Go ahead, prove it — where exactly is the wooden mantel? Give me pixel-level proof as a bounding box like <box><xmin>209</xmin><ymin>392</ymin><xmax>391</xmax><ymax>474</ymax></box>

--

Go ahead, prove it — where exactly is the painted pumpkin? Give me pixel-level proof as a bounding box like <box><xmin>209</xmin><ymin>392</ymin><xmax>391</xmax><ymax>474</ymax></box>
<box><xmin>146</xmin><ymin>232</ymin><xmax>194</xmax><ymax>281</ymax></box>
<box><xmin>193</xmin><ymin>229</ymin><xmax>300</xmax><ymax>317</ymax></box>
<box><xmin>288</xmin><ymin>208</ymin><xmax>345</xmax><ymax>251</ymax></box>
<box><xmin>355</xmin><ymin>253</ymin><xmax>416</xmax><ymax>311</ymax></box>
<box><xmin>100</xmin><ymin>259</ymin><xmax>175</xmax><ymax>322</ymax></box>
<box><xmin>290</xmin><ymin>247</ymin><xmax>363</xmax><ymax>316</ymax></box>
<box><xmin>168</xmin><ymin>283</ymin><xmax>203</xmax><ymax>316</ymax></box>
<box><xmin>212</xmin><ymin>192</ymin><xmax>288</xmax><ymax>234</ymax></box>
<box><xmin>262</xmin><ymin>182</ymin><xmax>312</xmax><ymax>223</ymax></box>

What to work on:
Report every line of the material above that contains the string "proof", matching case exactly.

Answer to the task:
Go ahead, prove it — where exactly is the wooden mantel? Give me pixel-level proof as a bounding box like <box><xmin>209</xmin><ymin>392</ymin><xmax>391</xmax><ymax>474</ymax></box>
Go ahead, prove it — where exactly is the painted pumpkin? Give me pixel-level proof as a bounding box like <box><xmin>209</xmin><ymin>392</ymin><xmax>391</xmax><ymax>474</ymax></box>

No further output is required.